═════ DATA FOR PROCESSING ═════

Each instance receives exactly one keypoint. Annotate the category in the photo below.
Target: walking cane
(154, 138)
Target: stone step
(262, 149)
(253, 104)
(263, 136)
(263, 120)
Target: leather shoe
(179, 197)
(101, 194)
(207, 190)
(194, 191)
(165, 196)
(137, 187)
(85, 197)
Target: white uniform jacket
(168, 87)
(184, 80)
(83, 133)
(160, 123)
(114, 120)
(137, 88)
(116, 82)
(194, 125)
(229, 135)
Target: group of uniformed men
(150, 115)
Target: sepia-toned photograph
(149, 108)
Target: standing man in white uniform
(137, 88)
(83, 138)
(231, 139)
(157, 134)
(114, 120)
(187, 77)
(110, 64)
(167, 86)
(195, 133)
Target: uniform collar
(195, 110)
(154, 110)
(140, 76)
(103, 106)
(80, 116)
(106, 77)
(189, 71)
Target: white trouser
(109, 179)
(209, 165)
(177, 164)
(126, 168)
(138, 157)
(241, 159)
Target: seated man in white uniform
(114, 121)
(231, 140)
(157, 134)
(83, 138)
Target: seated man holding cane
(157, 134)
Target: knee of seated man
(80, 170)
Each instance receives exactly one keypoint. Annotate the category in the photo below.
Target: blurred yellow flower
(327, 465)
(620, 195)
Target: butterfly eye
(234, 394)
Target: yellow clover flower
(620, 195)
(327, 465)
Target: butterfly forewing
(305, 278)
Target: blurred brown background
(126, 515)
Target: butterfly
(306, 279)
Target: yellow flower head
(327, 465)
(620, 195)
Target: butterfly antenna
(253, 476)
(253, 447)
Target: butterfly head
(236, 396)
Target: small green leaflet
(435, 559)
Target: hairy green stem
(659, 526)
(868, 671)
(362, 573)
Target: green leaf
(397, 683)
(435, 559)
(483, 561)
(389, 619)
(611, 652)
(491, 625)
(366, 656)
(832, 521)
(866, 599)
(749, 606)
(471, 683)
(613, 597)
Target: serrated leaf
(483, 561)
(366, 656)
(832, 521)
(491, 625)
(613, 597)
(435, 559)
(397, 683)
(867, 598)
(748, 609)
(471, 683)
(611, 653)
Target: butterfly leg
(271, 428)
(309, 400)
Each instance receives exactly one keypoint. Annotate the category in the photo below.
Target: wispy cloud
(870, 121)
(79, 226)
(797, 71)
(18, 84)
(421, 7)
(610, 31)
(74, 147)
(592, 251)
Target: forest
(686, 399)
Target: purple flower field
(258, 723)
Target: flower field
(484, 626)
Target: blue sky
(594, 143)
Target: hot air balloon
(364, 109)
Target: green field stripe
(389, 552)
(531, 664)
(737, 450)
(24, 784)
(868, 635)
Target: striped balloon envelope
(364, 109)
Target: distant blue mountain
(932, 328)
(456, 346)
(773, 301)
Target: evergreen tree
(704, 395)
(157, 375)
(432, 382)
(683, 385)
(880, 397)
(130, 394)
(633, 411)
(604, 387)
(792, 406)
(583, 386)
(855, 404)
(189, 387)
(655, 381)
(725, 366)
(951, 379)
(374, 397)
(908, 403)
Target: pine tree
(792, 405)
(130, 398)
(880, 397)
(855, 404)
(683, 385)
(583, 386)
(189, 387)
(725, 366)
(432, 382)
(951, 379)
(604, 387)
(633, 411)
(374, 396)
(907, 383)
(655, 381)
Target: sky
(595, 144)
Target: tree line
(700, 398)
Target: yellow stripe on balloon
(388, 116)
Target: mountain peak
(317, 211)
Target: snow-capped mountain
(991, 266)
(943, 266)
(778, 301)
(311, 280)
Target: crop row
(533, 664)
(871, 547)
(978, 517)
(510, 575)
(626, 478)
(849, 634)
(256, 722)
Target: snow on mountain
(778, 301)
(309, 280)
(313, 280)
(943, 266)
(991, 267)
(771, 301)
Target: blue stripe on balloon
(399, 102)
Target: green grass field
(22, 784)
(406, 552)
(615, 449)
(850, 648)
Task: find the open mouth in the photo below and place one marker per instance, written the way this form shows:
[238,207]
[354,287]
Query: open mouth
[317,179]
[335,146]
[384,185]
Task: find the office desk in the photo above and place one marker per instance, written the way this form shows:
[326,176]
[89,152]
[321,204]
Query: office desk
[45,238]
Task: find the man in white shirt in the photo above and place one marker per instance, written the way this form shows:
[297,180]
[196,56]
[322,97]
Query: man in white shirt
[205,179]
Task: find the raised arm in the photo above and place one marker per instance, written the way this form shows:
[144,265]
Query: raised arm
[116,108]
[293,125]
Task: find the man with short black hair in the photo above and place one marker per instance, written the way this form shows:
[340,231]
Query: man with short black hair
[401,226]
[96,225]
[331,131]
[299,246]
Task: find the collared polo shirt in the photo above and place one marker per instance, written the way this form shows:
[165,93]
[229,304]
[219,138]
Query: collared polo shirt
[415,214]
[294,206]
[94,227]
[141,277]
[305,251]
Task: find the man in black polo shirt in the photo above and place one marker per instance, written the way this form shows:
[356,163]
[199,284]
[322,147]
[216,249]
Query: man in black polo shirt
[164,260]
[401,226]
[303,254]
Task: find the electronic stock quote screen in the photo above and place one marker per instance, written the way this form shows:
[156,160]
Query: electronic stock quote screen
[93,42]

═════

-- PROBLEM --
Copy all of the rows above word for word, in the same order and without changing any line.

-- RESPONSE FOR THIS EXERCISE --
Each instance receives exactly one keypoint. Annotate the category in the photo below.
Target: walking cane
(154, 138)
Target: stone step
(262, 149)
(253, 104)
(263, 136)
(263, 120)
Target: leather shoe
(179, 197)
(101, 194)
(207, 190)
(194, 191)
(165, 196)
(137, 187)
(85, 197)
Target: white uniform jacket
(168, 87)
(184, 80)
(83, 133)
(160, 123)
(114, 120)
(137, 88)
(116, 82)
(194, 125)
(229, 135)
Target: group of uniformed men
(150, 115)
Target: sepia-toned photograph
(149, 108)
Target: standing man in white uniform
(137, 88)
(83, 138)
(231, 139)
(157, 134)
(114, 120)
(187, 77)
(110, 64)
(167, 86)
(195, 133)
Target: uniform collar
(195, 110)
(154, 110)
(140, 76)
(103, 106)
(80, 116)
(106, 77)
(189, 71)
Target: white trouser
(109, 179)
(209, 165)
(177, 164)
(126, 168)
(138, 157)
(241, 159)
Target: seated man in white uniform
(114, 121)
(231, 140)
(157, 134)
(83, 138)
Target: seated man holding cane
(157, 134)
Target: knee of seated man
(80, 170)
Each instance receives exactly one keypoint. Annotate the category in the photo below.
Target: blurred yellow flower
(327, 465)
(620, 195)
Target: butterfly eye
(234, 394)
Target: yellow clover flower
(620, 195)
(327, 465)
Target: butterfly forewing
(305, 278)
Target: blurred brown background
(126, 515)
Target: butterfly
(306, 279)
Target: yellow flower head
(327, 465)
(620, 195)
Target: butterfly antenna
(253, 476)
(253, 447)
Target: butterfly head
(236, 396)
Target: small green leaflet
(435, 559)
Target: hairy green stem
(659, 526)
(868, 671)
(362, 573)
Target: green leaf
(397, 683)
(435, 559)
(483, 561)
(389, 619)
(611, 652)
(491, 625)
(366, 656)
(832, 521)
(866, 599)
(749, 606)
(471, 683)
(613, 597)
Target: serrated leaf
(483, 561)
(366, 656)
(832, 521)
(491, 625)
(613, 597)
(435, 559)
(397, 683)
(867, 598)
(748, 609)
(471, 683)
(611, 653)
Target: butterfly leg
(271, 428)
(309, 400)
Each instance receives exactly one keypoint. Annotate the category in the photo below.
Target: wispy cloud
(870, 121)
(79, 226)
(797, 71)
(18, 84)
(421, 7)
(610, 31)
(74, 147)
(592, 251)
Target: forest
(686, 399)
Target: purple flower field
(258, 723)
Target: flower field
(484, 626)
Target: blue sky
(594, 143)
Target: hot air balloon
(364, 109)
Target: green field stripe
(389, 552)
(531, 664)
(737, 450)
(24, 784)
(868, 635)
Target: striped balloon envelope
(364, 109)
Target: distant blue mountain
(932, 328)
(456, 346)
(773, 301)
Target: evergreen tree
(704, 395)
(157, 375)
(432, 382)
(683, 385)
(880, 397)
(130, 394)
(633, 411)
(604, 387)
(792, 406)
(583, 386)
(855, 404)
(189, 387)
(655, 381)
(725, 366)
(951, 379)
(374, 397)
(908, 403)
Target: pine tree
(792, 405)
(130, 398)
(880, 397)
(855, 404)
(683, 385)
(583, 386)
(189, 387)
(725, 366)
(432, 382)
(951, 379)
(604, 387)
(633, 411)
(374, 396)
(907, 383)
(655, 381)
Target: sky
(595, 144)
Target: tree line
(700, 398)
Target: yellow stripe on balloon
(388, 116)
Target: mountain peak
(317, 211)
Target: snow-capped mountain
(991, 266)
(943, 266)
(778, 301)
(311, 280)
Target: crop row
(533, 664)
(871, 547)
(978, 517)
(510, 575)
(626, 478)
(849, 634)
(256, 722)
Target: snow on mountain
(778, 301)
(309, 280)
(313, 280)
(943, 266)
(991, 267)
(771, 301)
Target: blue stripe on balloon
(399, 102)
Target: green grass field
(22, 784)
(406, 552)
(615, 449)
(850, 648)
Task: find the open mouth in the photo below and place one marker per instance, written the way this form shows:
[238,207]
[354,287]
Query: open mouth
[317,179]
[335,146]
[384,185]
Task: find the office desk in the photo above and place one marker per instance, written the way this form shows:
[326,176]
[89,152]
[321,204]
Query: office desk
[45,238]
Task: find the man in white shirt in the photo above and place one marker per instance, written the way this form shows:
[297,180]
[196,56]
[322,97]
Query: man in white shirt
[205,179]
Task: find the raised arm in the photo above and place one marker per instance, written the way this form shows:
[144,265]
Query: raised arm
[116,108]
[293,125]
Task: find the man with short black hair in the photo above and place one marker per instance, written the way this form shows:
[340,231]
Query: man with short black hair
[401,226]
[96,225]
[331,131]
[299,246]
Task: find the collared polo shirt in the photo above and place one marker per instance, written the way this form shows:
[165,93]
[229,304]
[219,138]
Query: collared polo shirt
[415,214]
[294,206]
[94,227]
[141,277]
[305,251]
Task: find the man in black polo shirt in the photo above and place one marker per instance, written the way this form shows:
[356,163]
[199,284]
[322,147]
[216,249]
Query: man in black polo shirt
[164,260]
[401,226]
[303,254]
Task: find the electronic stock quote screen in the photo above and place one marker per instance, written the way this form shows:
[156,160]
Query: electronic stock quote screen
[93,42]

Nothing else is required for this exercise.